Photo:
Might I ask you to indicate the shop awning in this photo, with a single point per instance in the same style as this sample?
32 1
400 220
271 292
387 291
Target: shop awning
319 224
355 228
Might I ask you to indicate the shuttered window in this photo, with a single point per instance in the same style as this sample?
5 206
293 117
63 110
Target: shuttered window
★ ★ ★
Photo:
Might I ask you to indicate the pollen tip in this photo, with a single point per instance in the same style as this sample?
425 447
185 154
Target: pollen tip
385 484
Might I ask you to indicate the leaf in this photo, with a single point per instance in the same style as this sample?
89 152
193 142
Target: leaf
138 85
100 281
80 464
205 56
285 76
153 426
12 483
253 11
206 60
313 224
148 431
★ ★ ★
### La richiesta
Riporta in una tabella Markdown con le colonne Nr e Testo le righe che partono da quella contenente "Might I ask you to indicate the shuttered" e arrivano a quella contenente "Target: shuttered window", entrambe incluse, tralasciando le righe vuote.

### Compito svolto
| Nr | Testo |
|---|---|
| 1 | Might I ask you to indicate the shuttered window in this photo, with a single point per instance in the same style as this sample? |
| 2 | 5 206 |
| 3 | 293 117 |
| 4 | 63 110 |
| 5 | Target: shuttered window |